Written tasks:
- a) In the paper on multiplying long integers below, recast the paragraph beginning "To solve a task of" as a brief list that keeps its main facts.
- b) Collect every line of the entries below that contains the string "black". Case counts.

Supplied passage:
──────────────────────────────

## Cellular algorithm architecture for long integers multiplication in arrays of restricted size

#### V. Markova

A new cellular algorithm architecture for multiplication of two long binary integers in arrays of restricted size is presented. The new algorithm is based on "divide and conquer" technique and performed in terms of a model of fine-grained parallelism – Parallel Substitution Algorithm. Time complexity of the new algorithm for multiplication of n-bit binary integers product is  $(1.25n + \log_2 n + 14)$  steps, which is less to that of the parallel version of the Karatzuba algorithm constructed on the same techniques.

#### Introduction

In the design of high-speed algorithms it occurs rather frequently that the size of a task (the operand length) is larger than the size of a computing array (the number of processor elements). In this case, designing algorithms becomes more complicated because of an additional problem of the coordination of the task size and the array size.

To solve a task of "big" size, we use the well-known "divide and conquer" technique [1]. It consists in the following. The task of "big" size is broken into tasks of "smaller" size, formulated in a similar way. At first, tasks of "smaller" size are solved and then the solution to the "big" task is found as a composition of the obtained solutions. Moreover, for solving tasks of "smaller" size this technique can be applied recursively. It is known that "divide and conquer" technique allows one to reduce the time complexity of the algorithm. For example, due to this technique the time complexity of integer multiplication was reduced from the traditional estimation  $O(n^2)$  to  $O(n^{\log 3})$  in the Karatzuba algorithm [1] and to  $O(n\log_2 n\log\log_2 n)$  in the Schonhage-Strassen algorithm [1].

In this paper, we present a new cellular algorithm architecture for multiplication of two long binary integers in arrays of restricted size and give the time complexity of the new algorithm.

By architecture of cellular algorithm we mean the space-time arrangement of the data, operations and their interaction. Algorithm architecture maps a structure of data interaction and, similarly to device architecture has, some levels of the description which form hierarchy. Each level of the

architecture description is defined by a degree of a detail. The architecture of algorithm may be represented graphically and analytically.

──────────────────────────────

Data for processing:
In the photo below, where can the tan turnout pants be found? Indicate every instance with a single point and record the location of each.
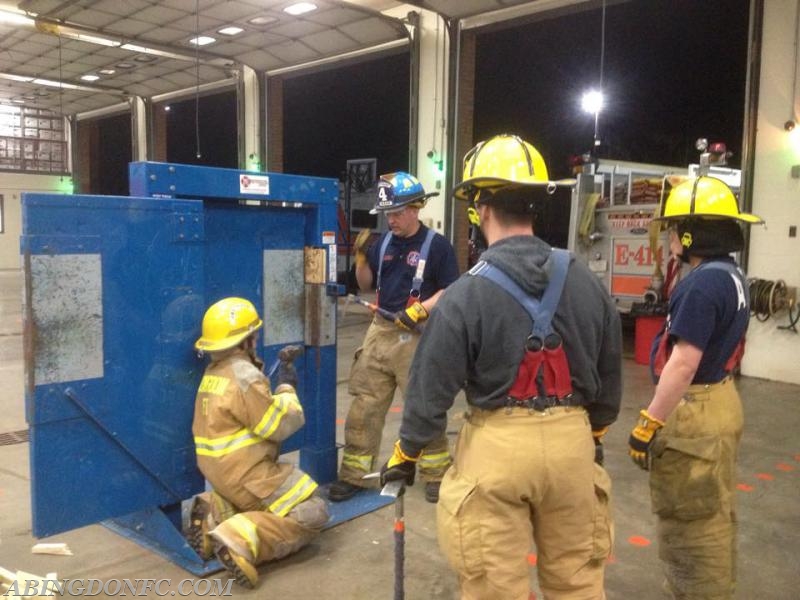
(692, 481)
(261, 536)
(379, 368)
(521, 476)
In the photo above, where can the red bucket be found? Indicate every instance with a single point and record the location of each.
(646, 330)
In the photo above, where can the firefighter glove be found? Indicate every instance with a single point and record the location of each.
(360, 246)
(642, 438)
(400, 466)
(409, 318)
(597, 435)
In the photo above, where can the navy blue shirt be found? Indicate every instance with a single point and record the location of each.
(400, 264)
(710, 309)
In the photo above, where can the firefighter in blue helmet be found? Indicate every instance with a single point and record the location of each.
(534, 341)
(410, 266)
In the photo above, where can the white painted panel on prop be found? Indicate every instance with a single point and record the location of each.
(284, 296)
(67, 306)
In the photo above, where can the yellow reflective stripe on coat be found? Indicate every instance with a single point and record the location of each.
(433, 461)
(296, 494)
(248, 532)
(213, 384)
(362, 462)
(225, 445)
(272, 417)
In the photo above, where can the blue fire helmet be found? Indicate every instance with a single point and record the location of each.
(398, 190)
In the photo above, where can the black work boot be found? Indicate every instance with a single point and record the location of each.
(342, 490)
(432, 491)
(237, 566)
(197, 533)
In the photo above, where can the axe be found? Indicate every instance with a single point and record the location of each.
(284, 365)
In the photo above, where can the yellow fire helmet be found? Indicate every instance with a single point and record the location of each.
(226, 323)
(702, 197)
(504, 160)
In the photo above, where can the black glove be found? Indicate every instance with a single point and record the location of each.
(597, 435)
(399, 467)
(599, 456)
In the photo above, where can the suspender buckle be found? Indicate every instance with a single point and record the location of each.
(533, 343)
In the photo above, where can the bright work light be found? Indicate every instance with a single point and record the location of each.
(592, 102)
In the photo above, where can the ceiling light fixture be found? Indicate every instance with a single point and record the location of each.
(94, 39)
(13, 77)
(300, 8)
(202, 40)
(592, 102)
(135, 48)
(230, 30)
(261, 21)
(13, 18)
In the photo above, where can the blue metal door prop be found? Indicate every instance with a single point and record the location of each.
(115, 290)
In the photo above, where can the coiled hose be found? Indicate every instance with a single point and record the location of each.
(768, 297)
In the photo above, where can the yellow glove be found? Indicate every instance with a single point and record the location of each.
(360, 246)
(642, 437)
(409, 318)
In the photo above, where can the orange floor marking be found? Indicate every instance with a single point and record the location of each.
(638, 540)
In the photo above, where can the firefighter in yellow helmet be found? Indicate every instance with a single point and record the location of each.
(688, 435)
(534, 339)
(260, 509)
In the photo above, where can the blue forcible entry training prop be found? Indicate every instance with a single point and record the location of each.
(115, 291)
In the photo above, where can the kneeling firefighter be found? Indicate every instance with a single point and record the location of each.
(688, 435)
(260, 509)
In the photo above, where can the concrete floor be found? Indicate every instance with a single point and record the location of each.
(354, 560)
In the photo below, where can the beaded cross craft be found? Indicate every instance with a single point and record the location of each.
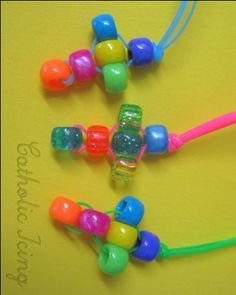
(127, 141)
(123, 237)
(110, 55)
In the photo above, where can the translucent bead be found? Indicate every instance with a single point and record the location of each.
(123, 168)
(148, 246)
(126, 143)
(142, 51)
(108, 52)
(122, 235)
(53, 72)
(94, 223)
(130, 117)
(112, 259)
(65, 211)
(97, 140)
(66, 138)
(104, 27)
(83, 66)
(131, 211)
(157, 139)
(115, 77)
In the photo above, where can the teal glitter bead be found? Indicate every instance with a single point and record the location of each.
(126, 143)
(66, 138)
(130, 117)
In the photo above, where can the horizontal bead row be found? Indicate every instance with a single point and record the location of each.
(126, 145)
(122, 234)
(109, 53)
(122, 143)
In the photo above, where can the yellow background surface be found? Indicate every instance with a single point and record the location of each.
(190, 196)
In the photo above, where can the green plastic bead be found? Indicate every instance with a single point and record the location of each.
(115, 77)
(130, 117)
(123, 168)
(112, 259)
(66, 138)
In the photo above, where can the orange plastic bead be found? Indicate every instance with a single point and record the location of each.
(97, 140)
(65, 211)
(53, 72)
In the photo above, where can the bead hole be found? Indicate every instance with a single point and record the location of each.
(123, 206)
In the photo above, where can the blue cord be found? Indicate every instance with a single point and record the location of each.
(174, 24)
(183, 27)
(123, 41)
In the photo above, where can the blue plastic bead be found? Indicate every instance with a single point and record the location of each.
(66, 138)
(131, 211)
(148, 247)
(126, 143)
(156, 139)
(158, 52)
(104, 27)
(142, 51)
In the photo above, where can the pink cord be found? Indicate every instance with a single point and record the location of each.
(113, 129)
(143, 149)
(176, 141)
(84, 130)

──────────────────────────────

Responses to the tasks:
- a)
- A "big" task is solved with the well-known "divide and conquer" technique.
- The big task is broken into smaller tasks formulated in a similar way.
- The smaller tasks are solved first. The big task's solution is then composed from their solutions.
- The technique can be applied recursively to the smaller tasks.
- It is known to reduce an algorithm's time complexity.
- For integer multiplication, it lowered the traditional $O(n^2)$ to $O(n^{\log 3})$ in the Karatzuba algorithm and to $O(n\log_2 n\log\log_2 n)$ in the Schonhage-Strassen algorithm.

- b)
In the photo above, where can the black work boot be found? Indicate every instance with a single point and record the location of each.
In the photo above, where can the black glove be found? Indicate every instance with a single point and record the location of each.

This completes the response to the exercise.